▶ _Text_
+++
Three years on, Ndegeocello is now taking on the Bible. "Here's a book that enslaved so many black people, yet so many black people are devout Christians," she muses, and it's safe to say that her music isn't likely to be playlisted by gospel stations. Probably the most controversial track is the first US single, "Leviticus: Faggot", which tells of a young gay man who is beaten to death in the street despite his mother's prayers to save him from his sins.
"My mother would often tell me that she didn't understand me, but she'd pray for me," she explains. "And I always felt she'd forsaken me totally." Labels like faggot and nigger are used to dehumanise, she argues, and by labelling some as morally inferior, right-wing Christians are saying that their lives matter less. "Some people believe that if you're gay you deserve to die, and that they have the right to say that because they're holier than thou. So it's not an anti-gay song. It's just me dealing with my issues, my sadness, my inability to find out where I fit. I feel ostracised at all times for being gay. Especially being gay, black, a woman, and a mother. I don't hate men, I have to raise one. And that's been hard to get across to a lot of gay women.
"I almost think I was naive to be so open about it, because I didn't know it was such a big deal. I get up every morning to make my son breakfast, he goes to school, and when he comes home we do homework. My life is no different to anyone else's. My partner happens to be a woman. I don't get what it is that makes people so upset; I'm a decent citizen, I pay my taxes."
+++
▶ _Aim A_
Say whether each statement agrees with the Ndegeocello interview, answering yes or no and quoting the words that settle it: (i) Ndegeocello's mother told her she would pray for her. (ii) Ndegeocello describes the song as an anti-gay song. (iii) Ndegeocello makes her son breakfast each morning.
▶ _Aim B_
Write the next part of the Ndegeocello interview, picking up right after its last sentence.
The records have nothing to do with any of this.
+++
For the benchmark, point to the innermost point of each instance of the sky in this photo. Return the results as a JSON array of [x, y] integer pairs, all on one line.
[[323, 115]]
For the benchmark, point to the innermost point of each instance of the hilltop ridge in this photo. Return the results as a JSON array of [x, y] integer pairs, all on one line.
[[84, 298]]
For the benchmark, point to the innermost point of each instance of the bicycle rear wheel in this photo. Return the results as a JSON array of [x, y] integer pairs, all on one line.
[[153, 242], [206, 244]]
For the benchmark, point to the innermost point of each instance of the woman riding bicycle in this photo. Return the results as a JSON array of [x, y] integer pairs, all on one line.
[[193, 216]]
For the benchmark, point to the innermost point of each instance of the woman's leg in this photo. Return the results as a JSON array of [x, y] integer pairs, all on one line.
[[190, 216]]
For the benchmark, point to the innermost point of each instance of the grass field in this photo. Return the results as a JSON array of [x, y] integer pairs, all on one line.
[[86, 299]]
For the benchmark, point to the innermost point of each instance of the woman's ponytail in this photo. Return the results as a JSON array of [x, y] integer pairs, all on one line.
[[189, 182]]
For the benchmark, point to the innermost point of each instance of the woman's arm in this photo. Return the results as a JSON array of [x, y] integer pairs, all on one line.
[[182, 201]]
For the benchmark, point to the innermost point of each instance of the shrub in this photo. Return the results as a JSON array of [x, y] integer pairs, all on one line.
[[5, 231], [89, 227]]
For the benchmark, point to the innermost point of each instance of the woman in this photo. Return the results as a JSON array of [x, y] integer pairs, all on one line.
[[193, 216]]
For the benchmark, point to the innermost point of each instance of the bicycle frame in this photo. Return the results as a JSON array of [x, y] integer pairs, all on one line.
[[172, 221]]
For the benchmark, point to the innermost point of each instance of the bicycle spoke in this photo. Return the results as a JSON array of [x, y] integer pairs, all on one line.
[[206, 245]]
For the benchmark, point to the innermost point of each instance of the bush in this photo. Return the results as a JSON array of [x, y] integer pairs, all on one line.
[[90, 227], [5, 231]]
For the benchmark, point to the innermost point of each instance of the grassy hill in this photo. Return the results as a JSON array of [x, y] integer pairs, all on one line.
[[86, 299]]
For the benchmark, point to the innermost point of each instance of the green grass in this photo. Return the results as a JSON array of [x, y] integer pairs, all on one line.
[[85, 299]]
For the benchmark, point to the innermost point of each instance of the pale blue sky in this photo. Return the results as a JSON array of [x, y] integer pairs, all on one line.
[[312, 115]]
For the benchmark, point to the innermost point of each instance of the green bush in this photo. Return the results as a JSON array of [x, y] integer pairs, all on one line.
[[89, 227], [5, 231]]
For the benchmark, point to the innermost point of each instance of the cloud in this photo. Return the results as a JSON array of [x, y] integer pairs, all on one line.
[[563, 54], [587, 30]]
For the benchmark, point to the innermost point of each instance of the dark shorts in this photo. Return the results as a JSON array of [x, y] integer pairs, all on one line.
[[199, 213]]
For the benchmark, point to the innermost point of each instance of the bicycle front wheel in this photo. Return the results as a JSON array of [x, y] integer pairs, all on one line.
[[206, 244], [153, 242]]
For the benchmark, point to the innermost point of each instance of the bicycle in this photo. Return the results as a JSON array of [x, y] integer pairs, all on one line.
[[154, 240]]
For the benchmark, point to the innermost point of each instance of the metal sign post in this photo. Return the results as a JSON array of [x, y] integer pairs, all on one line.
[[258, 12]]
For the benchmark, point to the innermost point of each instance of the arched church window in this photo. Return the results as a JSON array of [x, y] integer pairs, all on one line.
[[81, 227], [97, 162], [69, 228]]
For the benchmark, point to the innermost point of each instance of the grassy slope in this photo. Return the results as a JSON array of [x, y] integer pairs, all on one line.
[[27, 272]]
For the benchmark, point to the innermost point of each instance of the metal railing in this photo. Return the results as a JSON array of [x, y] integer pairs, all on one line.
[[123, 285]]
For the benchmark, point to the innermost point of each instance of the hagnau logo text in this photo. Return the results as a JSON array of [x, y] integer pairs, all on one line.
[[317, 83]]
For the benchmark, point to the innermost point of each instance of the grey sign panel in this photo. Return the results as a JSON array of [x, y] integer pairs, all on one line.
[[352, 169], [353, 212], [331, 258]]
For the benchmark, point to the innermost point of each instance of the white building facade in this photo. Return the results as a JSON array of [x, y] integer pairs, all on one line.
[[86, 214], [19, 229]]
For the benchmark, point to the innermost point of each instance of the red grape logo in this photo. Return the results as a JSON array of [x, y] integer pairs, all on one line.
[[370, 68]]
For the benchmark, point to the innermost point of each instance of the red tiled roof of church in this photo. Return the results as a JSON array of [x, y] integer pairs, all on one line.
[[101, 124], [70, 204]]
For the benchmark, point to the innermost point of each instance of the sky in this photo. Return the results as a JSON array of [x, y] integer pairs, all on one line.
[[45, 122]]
+++
▶ _Task answer A_
(i) Yes: "My mother would often tell me that she didn't understand me, but she'd pray for me"
(ii) No: "So it's not an anti-gay song."
(iii) Yes: "I get up every morning to make my son breakfast"

▶ _Task answer B_
Ndegeocello spent her formative years in Washington DC, where the city's underground Go-Go scene provided her musical education. Celebrated briefly by the British music press and even featured in a movie, Good To Go, Go-Go is a black club sound with live bands playing chart hits, old classics and their own songs for hours at a time over a relentless funk beat. The feedback from the crowd is crucial, which is why the music has never travelled well - the bands engage in elaborate call-and-response games with their audience that Ndegeocello says inspired her own half-sung, half-rapped vocal style. She played bass at the Go-Go club five nights a week, and still has an old-fashioned belief in playing live: she prays, she says with a laugh, "for the rebirth of soul music". Pronounced en- day-gay-o-chello, Ndegeocello is a name she chose herself a few years back - it means "free as a bird" in Swahili. Her father was "an alcoholic and a womaniser", and she describes her childhood as a vicious circle of abuse: "He treated my mother with no respect so therefore my mother didn't have any respect for us. It was a downtrodden mental game we were playing as a family." By the age of 20, she had a baby, a drug habit, and the strength to leave for New York, working various jobs by day, writing her music at night and raising her son alone. It was, she says, no big deal. "When I got pregnant the first thing they wanted to do was put me on welfare. But I'm not afraid of working. I like to work. If it wasn't for my son I'd probably be dead - I had no focus."
She's been sober now for about four years, but is refreshingly frank about the attractions of crack, cocaine and weed. "I loved them," she smiles. "In rehab they say, 'Drugs are bad for you. You know you don't like them.' And I'd say, 'Yes I do!' Malcolm X said they're salves for unseen wounds and that was what they were for me".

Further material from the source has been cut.